WHAT TO PRODUCE: Each record needs to be echoed exactly; can you do that?

Data extracted from a collection
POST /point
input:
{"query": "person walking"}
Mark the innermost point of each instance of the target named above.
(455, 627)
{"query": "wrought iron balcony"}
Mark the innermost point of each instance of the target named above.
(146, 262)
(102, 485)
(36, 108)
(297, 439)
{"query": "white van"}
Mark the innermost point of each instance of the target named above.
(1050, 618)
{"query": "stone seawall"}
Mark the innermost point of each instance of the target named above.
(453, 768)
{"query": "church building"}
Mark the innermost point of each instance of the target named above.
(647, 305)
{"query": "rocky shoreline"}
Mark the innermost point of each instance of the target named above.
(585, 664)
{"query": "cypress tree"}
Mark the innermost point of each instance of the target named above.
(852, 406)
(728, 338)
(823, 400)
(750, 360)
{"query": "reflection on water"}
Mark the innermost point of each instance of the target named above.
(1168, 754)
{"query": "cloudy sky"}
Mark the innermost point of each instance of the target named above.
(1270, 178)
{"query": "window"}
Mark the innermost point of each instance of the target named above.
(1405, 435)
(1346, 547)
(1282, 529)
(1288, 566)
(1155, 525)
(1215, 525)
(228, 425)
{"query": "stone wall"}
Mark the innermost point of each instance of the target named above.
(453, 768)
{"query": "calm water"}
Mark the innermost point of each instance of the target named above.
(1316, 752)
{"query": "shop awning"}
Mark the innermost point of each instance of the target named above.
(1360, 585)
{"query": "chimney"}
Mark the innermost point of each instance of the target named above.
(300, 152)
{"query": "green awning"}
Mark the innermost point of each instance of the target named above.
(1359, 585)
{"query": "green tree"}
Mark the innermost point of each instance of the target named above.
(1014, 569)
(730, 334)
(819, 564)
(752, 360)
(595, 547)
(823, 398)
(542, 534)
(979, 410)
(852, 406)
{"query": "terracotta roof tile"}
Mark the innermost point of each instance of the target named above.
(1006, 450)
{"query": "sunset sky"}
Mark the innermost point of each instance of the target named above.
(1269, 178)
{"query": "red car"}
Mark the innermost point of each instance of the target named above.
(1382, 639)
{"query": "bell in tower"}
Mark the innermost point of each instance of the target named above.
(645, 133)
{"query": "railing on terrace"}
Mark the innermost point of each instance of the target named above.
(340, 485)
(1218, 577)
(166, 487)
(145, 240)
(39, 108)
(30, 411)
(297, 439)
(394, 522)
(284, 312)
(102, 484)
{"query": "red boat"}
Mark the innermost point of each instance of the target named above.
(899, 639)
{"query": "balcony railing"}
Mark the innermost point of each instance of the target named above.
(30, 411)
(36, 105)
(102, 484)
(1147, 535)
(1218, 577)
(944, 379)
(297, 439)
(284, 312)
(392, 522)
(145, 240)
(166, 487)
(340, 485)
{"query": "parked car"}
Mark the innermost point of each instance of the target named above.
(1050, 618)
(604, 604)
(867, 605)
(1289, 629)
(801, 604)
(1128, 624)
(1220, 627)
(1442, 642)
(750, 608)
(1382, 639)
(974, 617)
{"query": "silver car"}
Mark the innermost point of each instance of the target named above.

EXERCISE ANSWER:
POST /point
input:
{"query": "person walking"}
Mark the innermost point of each instance of the target named above.
(455, 627)
{"query": "wrought iron balcony"}
Mark the innermost point of each instance of the target named above.
(146, 262)
(102, 485)
(36, 108)
(297, 439)
{"query": "white van"}
Mark the innermost point of each instance of the target named above.
(1050, 618)
{"query": "stone seawall"}
Mark the innermost point of each instance of the target named above.
(453, 768)
{"query": "church building"}
Mark the innermost point of each instance of the target named above.
(647, 305)
{"query": "rocky shoreline"}
Mark the innermost point of each instance of the target named above.
(585, 664)
{"query": "cypress tree"}
Mark the innermost point of each instance of the target named above.
(852, 406)
(728, 338)
(823, 400)
(750, 360)
{"query": "reflection on water"}
Mark the innermost point of each instance of the target named above.
(1168, 754)
{"query": "cloudy sky"}
Mark the innermost point of each instance of the target named above.
(1270, 178)
{"query": "window"}
Mark the innermost point of each instance of the target named above.
(1405, 435)
(1346, 547)
(1282, 529)
(1288, 566)
(1155, 525)
(1215, 525)
(228, 425)
{"query": "stone wall"}
Mark the innermost point of each instance of the target named above.
(453, 768)
{"query": "calm water"}
Mark the innermost point of each instance of the target named above.
(1316, 752)
{"query": "shop awning"}
Mark the innermost point of each instance of the target named above.
(1360, 585)
{"query": "chimney"}
Mark the innermost point of each instance of the target named above.
(300, 152)
{"query": "green awning"}
Mark the innermost point of each instance of the target named above.
(1359, 585)
{"query": "green tree"}
Mark the innermost point of each instance of the target named above.
(1014, 569)
(730, 334)
(819, 564)
(752, 360)
(595, 547)
(823, 398)
(542, 534)
(979, 410)
(852, 406)
{"query": "terracotta roof tile"}
Mark the innermost point of each instance of the target named above.
(1006, 450)
{"query": "sunset sky"}
Mark the innermost point of each instance of the target named above.
(1269, 178)
{"query": "red car"}
Mark the innermost point of each instance of the target named above.
(1382, 639)
{"query": "bell in tower"}
Mark the innermost point of each instance of the target named above.
(645, 133)
{"query": "railing on terrace"}
Mark the innermost point of each instance of the target named above.
(340, 485)
(1218, 577)
(166, 487)
(145, 240)
(39, 108)
(30, 411)
(297, 439)
(394, 522)
(284, 312)
(102, 484)
{"query": "red boat"}
Mark the innermost point of each instance of the target named above.
(899, 639)
{"query": "balcony railing"}
Mark the innermost point of each instance of the target named above.
(30, 411)
(36, 105)
(102, 484)
(1147, 535)
(1218, 577)
(944, 379)
(297, 439)
(284, 312)
(392, 522)
(145, 240)
(166, 487)
(340, 485)
{"query": "parked car"}
Mark the innermost point of each instance of the target named above.
(1050, 618)
(604, 604)
(867, 605)
(1289, 629)
(801, 604)
(1128, 624)
(1220, 627)
(1442, 642)
(750, 608)
(1382, 639)
(974, 617)
{"query": "silver car"}
Mark the innermost point of each instance of the target named above.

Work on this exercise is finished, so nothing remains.